Short problem: Beginning at the line with "The response MUST carry one point per instance of the man", output each line to the end of the listing below exactly, please.

Information supplied:
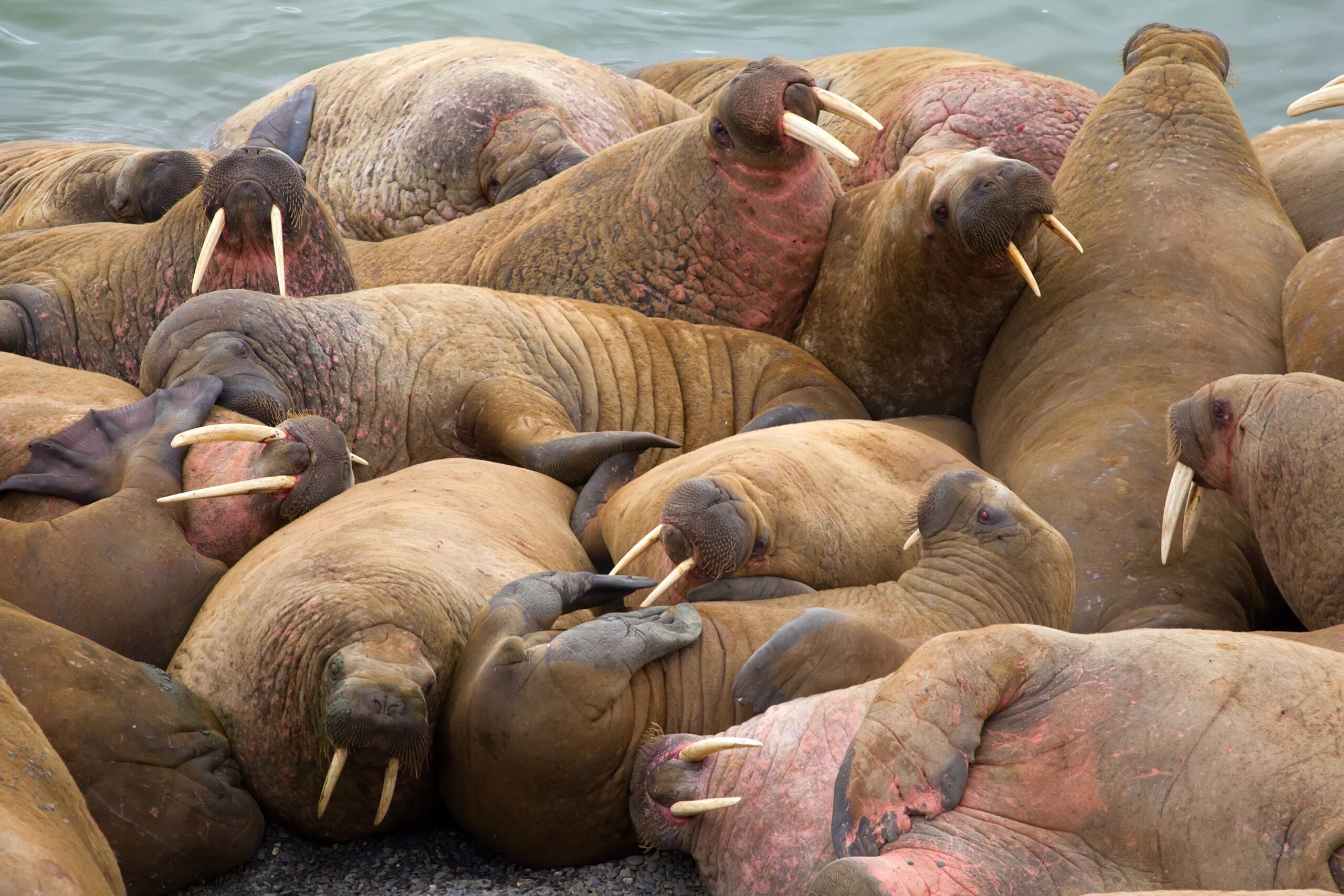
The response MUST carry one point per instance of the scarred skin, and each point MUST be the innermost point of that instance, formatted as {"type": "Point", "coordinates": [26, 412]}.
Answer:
{"type": "Point", "coordinates": [343, 630]}
{"type": "Point", "coordinates": [49, 842]}
{"type": "Point", "coordinates": [1021, 760]}
{"type": "Point", "coordinates": [89, 296]}
{"type": "Point", "coordinates": [430, 371]}
{"type": "Point", "coordinates": [148, 755]}
{"type": "Point", "coordinates": [1072, 400]}
{"type": "Point", "coordinates": [50, 183]}
{"type": "Point", "coordinates": [714, 219]}
{"type": "Point", "coordinates": [543, 726]}
{"type": "Point", "coordinates": [429, 132]}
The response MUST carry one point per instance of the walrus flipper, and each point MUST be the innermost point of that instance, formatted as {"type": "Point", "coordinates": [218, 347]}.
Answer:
{"type": "Point", "coordinates": [90, 460]}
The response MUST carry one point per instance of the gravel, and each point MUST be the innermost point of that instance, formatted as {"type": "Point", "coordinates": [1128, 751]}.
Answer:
{"type": "Point", "coordinates": [435, 859]}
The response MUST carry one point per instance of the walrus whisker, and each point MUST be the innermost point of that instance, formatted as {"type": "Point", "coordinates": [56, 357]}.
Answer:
{"type": "Point", "coordinates": [207, 249]}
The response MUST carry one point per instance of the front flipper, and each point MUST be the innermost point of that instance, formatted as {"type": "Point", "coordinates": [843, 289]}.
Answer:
{"type": "Point", "coordinates": [817, 650]}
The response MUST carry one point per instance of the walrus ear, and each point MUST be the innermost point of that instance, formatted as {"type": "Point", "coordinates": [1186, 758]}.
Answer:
{"type": "Point", "coordinates": [287, 127]}
{"type": "Point", "coordinates": [88, 460]}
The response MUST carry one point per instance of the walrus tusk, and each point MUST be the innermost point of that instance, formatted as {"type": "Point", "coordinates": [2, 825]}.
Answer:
{"type": "Point", "coordinates": [207, 249]}
{"type": "Point", "coordinates": [838, 105]}
{"type": "Point", "coordinates": [1058, 226]}
{"type": "Point", "coordinates": [686, 566]}
{"type": "Point", "coordinates": [706, 747]}
{"type": "Point", "coordinates": [277, 239]}
{"type": "Point", "coordinates": [389, 787]}
{"type": "Point", "coordinates": [248, 487]}
{"type": "Point", "coordinates": [1178, 493]}
{"type": "Point", "coordinates": [229, 433]}
{"type": "Point", "coordinates": [815, 136]}
{"type": "Point", "coordinates": [640, 547]}
{"type": "Point", "coordinates": [1332, 94]}
{"type": "Point", "coordinates": [1021, 263]}
{"type": "Point", "coordinates": [689, 808]}
{"type": "Point", "coordinates": [332, 777]}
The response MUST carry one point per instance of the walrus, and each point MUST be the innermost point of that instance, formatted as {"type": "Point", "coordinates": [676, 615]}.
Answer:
{"type": "Point", "coordinates": [327, 652]}
{"type": "Point", "coordinates": [53, 183]}
{"type": "Point", "coordinates": [1072, 400]}
{"type": "Point", "coordinates": [424, 133]}
{"type": "Point", "coordinates": [543, 726]}
{"type": "Point", "coordinates": [147, 753]}
{"type": "Point", "coordinates": [49, 842]}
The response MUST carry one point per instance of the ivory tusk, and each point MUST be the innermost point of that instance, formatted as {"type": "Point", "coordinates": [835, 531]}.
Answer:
{"type": "Point", "coordinates": [838, 105]}
{"type": "Point", "coordinates": [1058, 226]}
{"type": "Point", "coordinates": [207, 249]}
{"type": "Point", "coordinates": [277, 239]}
{"type": "Point", "coordinates": [389, 787]}
{"type": "Point", "coordinates": [1178, 493]}
{"type": "Point", "coordinates": [640, 547]}
{"type": "Point", "coordinates": [689, 808]}
{"type": "Point", "coordinates": [1332, 94]}
{"type": "Point", "coordinates": [229, 433]}
{"type": "Point", "coordinates": [816, 136]}
{"type": "Point", "coordinates": [1021, 263]}
{"type": "Point", "coordinates": [248, 487]}
{"type": "Point", "coordinates": [686, 566]}
{"type": "Point", "coordinates": [706, 747]}
{"type": "Point", "coordinates": [332, 777]}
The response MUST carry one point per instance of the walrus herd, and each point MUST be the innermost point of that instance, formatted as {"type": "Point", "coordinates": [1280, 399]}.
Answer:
{"type": "Point", "coordinates": [893, 473]}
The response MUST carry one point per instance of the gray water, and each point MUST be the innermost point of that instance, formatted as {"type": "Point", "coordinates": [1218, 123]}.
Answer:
{"type": "Point", "coordinates": [164, 73]}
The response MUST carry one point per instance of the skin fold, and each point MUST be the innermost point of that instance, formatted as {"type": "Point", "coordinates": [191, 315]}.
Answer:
{"type": "Point", "coordinates": [148, 755]}
{"type": "Point", "coordinates": [429, 132]}
{"type": "Point", "coordinates": [543, 724]}
{"type": "Point", "coordinates": [1072, 400]}
{"type": "Point", "coordinates": [714, 219]}
{"type": "Point", "coordinates": [49, 842]}
{"type": "Point", "coordinates": [51, 183]}
{"type": "Point", "coordinates": [343, 630]}
{"type": "Point", "coordinates": [430, 371]}
{"type": "Point", "coordinates": [1022, 760]}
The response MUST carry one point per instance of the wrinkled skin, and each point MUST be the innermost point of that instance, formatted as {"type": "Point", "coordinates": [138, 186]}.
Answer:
{"type": "Point", "coordinates": [1272, 444]}
{"type": "Point", "coordinates": [429, 132]}
{"type": "Point", "coordinates": [1021, 760]}
{"type": "Point", "coordinates": [1304, 163]}
{"type": "Point", "coordinates": [89, 296]}
{"type": "Point", "coordinates": [343, 630]}
{"type": "Point", "coordinates": [148, 755]}
{"type": "Point", "coordinates": [121, 568]}
{"type": "Point", "coordinates": [1072, 400]}
{"type": "Point", "coordinates": [430, 371]}
{"type": "Point", "coordinates": [716, 219]}
{"type": "Point", "coordinates": [49, 842]}
{"type": "Point", "coordinates": [543, 726]}
{"type": "Point", "coordinates": [50, 183]}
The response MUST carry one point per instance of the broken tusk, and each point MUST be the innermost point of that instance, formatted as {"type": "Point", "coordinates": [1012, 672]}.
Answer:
{"type": "Point", "coordinates": [248, 487]}
{"type": "Point", "coordinates": [1178, 493]}
{"type": "Point", "coordinates": [277, 239]}
{"type": "Point", "coordinates": [816, 136]}
{"type": "Point", "coordinates": [838, 105]}
{"type": "Point", "coordinates": [640, 547]}
{"type": "Point", "coordinates": [1058, 226]}
{"type": "Point", "coordinates": [1332, 94]}
{"type": "Point", "coordinates": [706, 747]}
{"type": "Point", "coordinates": [229, 433]}
{"type": "Point", "coordinates": [207, 249]}
{"type": "Point", "coordinates": [389, 787]}
{"type": "Point", "coordinates": [689, 808]}
{"type": "Point", "coordinates": [686, 566]}
{"type": "Point", "coordinates": [332, 777]}
{"type": "Point", "coordinates": [1021, 263]}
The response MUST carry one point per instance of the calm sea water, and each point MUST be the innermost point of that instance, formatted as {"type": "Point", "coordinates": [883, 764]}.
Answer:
{"type": "Point", "coordinates": [166, 71]}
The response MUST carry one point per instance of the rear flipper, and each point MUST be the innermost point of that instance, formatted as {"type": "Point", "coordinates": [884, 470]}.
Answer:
{"type": "Point", "coordinates": [817, 650]}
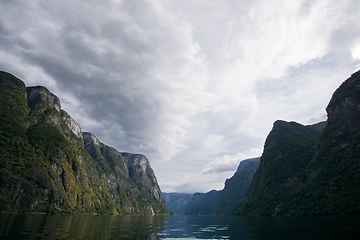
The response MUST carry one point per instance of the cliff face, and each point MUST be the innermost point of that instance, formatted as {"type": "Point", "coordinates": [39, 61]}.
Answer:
{"type": "Point", "coordinates": [222, 202]}
{"type": "Point", "coordinates": [177, 202]}
{"type": "Point", "coordinates": [288, 149]}
{"type": "Point", "coordinates": [48, 164]}
{"type": "Point", "coordinates": [334, 173]}
{"type": "Point", "coordinates": [327, 180]}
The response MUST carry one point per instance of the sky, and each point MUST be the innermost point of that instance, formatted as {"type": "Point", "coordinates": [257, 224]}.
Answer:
{"type": "Point", "coordinates": [195, 85]}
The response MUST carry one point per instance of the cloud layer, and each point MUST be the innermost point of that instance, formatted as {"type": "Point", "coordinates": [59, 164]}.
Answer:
{"type": "Point", "coordinates": [195, 86]}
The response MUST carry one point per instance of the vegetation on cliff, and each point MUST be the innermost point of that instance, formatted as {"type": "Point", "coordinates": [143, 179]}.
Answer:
{"type": "Point", "coordinates": [299, 175]}
{"type": "Point", "coordinates": [45, 167]}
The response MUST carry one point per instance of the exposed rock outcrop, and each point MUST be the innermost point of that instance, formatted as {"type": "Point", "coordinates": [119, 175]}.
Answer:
{"type": "Point", "coordinates": [331, 183]}
{"type": "Point", "coordinates": [48, 164]}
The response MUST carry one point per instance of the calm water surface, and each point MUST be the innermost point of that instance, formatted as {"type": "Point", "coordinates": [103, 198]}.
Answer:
{"type": "Point", "coordinates": [33, 226]}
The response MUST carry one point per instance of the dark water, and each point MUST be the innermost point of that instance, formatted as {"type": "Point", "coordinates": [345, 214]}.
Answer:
{"type": "Point", "coordinates": [32, 226]}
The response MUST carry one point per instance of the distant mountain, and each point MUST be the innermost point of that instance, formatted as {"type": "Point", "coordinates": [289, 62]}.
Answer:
{"type": "Point", "coordinates": [177, 202]}
{"type": "Point", "coordinates": [49, 165]}
{"type": "Point", "coordinates": [222, 202]}
{"type": "Point", "coordinates": [298, 175]}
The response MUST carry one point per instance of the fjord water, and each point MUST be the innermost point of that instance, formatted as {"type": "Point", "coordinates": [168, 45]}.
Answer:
{"type": "Point", "coordinates": [35, 226]}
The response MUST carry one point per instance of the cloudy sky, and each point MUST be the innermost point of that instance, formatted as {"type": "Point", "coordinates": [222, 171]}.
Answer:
{"type": "Point", "coordinates": [195, 85]}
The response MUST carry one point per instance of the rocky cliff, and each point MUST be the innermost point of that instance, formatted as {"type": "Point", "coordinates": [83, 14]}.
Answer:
{"type": "Point", "coordinates": [309, 177]}
{"type": "Point", "coordinates": [222, 202]}
{"type": "Point", "coordinates": [288, 149]}
{"type": "Point", "coordinates": [48, 164]}
{"type": "Point", "coordinates": [177, 202]}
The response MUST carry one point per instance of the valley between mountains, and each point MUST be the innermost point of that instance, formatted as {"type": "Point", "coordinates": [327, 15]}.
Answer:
{"type": "Point", "coordinates": [49, 165]}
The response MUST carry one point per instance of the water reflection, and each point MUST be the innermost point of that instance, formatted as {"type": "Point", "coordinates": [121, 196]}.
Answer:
{"type": "Point", "coordinates": [32, 226]}
{"type": "Point", "coordinates": [303, 227]}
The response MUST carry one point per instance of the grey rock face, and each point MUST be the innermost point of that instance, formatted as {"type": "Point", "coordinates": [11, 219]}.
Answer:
{"type": "Point", "coordinates": [72, 125]}
{"type": "Point", "coordinates": [141, 173]}
{"type": "Point", "coordinates": [41, 95]}
{"type": "Point", "coordinates": [90, 139]}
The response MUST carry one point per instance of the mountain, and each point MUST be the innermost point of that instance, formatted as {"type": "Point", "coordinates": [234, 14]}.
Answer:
{"type": "Point", "coordinates": [49, 165]}
{"type": "Point", "coordinates": [288, 149]}
{"type": "Point", "coordinates": [222, 202]}
{"type": "Point", "coordinates": [177, 202]}
{"type": "Point", "coordinates": [327, 181]}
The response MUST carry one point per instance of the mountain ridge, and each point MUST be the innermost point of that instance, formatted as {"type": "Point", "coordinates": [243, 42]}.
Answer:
{"type": "Point", "coordinates": [331, 177]}
{"type": "Point", "coordinates": [50, 165]}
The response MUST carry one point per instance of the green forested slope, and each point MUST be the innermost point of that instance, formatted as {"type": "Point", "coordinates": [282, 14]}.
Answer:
{"type": "Point", "coordinates": [44, 167]}
{"type": "Point", "coordinates": [288, 149]}
{"type": "Point", "coordinates": [328, 182]}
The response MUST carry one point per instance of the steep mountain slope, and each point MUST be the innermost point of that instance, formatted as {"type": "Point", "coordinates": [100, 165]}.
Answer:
{"type": "Point", "coordinates": [288, 149]}
{"type": "Point", "coordinates": [334, 173]}
{"type": "Point", "coordinates": [177, 202]}
{"type": "Point", "coordinates": [332, 181]}
{"type": "Point", "coordinates": [237, 186]}
{"type": "Point", "coordinates": [48, 164]}
{"type": "Point", "coordinates": [222, 202]}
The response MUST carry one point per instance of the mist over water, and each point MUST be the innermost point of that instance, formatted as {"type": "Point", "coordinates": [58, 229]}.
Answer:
{"type": "Point", "coordinates": [36, 226]}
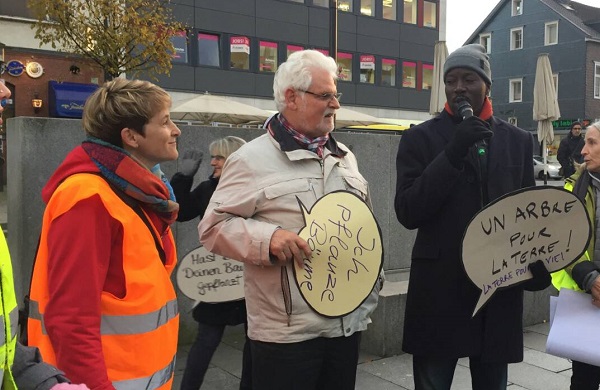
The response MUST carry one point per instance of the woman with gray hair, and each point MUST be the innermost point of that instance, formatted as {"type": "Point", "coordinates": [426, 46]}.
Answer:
{"type": "Point", "coordinates": [211, 317]}
{"type": "Point", "coordinates": [583, 274]}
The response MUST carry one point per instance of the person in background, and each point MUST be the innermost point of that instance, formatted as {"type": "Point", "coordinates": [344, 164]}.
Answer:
{"type": "Point", "coordinates": [569, 150]}
{"type": "Point", "coordinates": [254, 217]}
{"type": "Point", "coordinates": [21, 367]}
{"type": "Point", "coordinates": [103, 308]}
{"type": "Point", "coordinates": [211, 317]}
{"type": "Point", "coordinates": [584, 273]}
{"type": "Point", "coordinates": [443, 180]}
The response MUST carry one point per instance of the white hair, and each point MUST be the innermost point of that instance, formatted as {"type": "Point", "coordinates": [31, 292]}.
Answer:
{"type": "Point", "coordinates": [296, 73]}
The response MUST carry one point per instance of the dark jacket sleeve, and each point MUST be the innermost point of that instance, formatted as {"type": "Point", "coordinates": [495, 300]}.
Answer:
{"type": "Point", "coordinates": [31, 373]}
{"type": "Point", "coordinates": [192, 203]}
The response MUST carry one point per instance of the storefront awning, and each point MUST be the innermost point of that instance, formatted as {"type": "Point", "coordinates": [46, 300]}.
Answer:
{"type": "Point", "coordinates": [66, 100]}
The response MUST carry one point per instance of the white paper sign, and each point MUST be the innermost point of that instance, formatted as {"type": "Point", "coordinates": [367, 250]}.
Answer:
{"type": "Point", "coordinates": [538, 223]}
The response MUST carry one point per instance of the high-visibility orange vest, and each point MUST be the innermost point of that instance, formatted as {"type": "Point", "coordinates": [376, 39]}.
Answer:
{"type": "Point", "coordinates": [139, 331]}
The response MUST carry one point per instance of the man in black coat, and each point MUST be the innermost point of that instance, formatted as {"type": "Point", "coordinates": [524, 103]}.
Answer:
{"type": "Point", "coordinates": [569, 150]}
{"type": "Point", "coordinates": [443, 181]}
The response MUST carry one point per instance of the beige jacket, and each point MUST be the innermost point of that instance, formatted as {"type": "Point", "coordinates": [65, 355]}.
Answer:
{"type": "Point", "coordinates": [256, 195]}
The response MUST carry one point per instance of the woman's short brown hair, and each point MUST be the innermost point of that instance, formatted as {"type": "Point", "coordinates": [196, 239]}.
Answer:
{"type": "Point", "coordinates": [120, 104]}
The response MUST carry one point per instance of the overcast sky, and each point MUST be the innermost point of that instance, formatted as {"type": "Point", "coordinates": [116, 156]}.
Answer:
{"type": "Point", "coordinates": [464, 16]}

Task answer:
The response MUST carry one point per instance of the man in black coat, and each point MUST be the innermost point of that instance, formatted as {"type": "Point", "coordinates": [524, 103]}.
Answer:
{"type": "Point", "coordinates": [569, 150]}
{"type": "Point", "coordinates": [443, 181]}
The response MUST carry one point per instance of the beige jacket, and each point MUST be the innermost point of that instance, formatted as {"type": "Point", "coordinates": [65, 355]}.
Answer:
{"type": "Point", "coordinates": [256, 195]}
The response MUST carry one point per instance of the woman's short brown hair, and each point MUST be the innermost point of that instance, formatted as {"type": "Point", "coordinates": [196, 239]}.
Answer:
{"type": "Point", "coordinates": [120, 104]}
The response MUST carry one point per instance of the overcast sky, and each point MUST be the innermost point of that instance, formatted as {"type": "Point", "coordinates": [116, 156]}.
Answer:
{"type": "Point", "coordinates": [464, 16]}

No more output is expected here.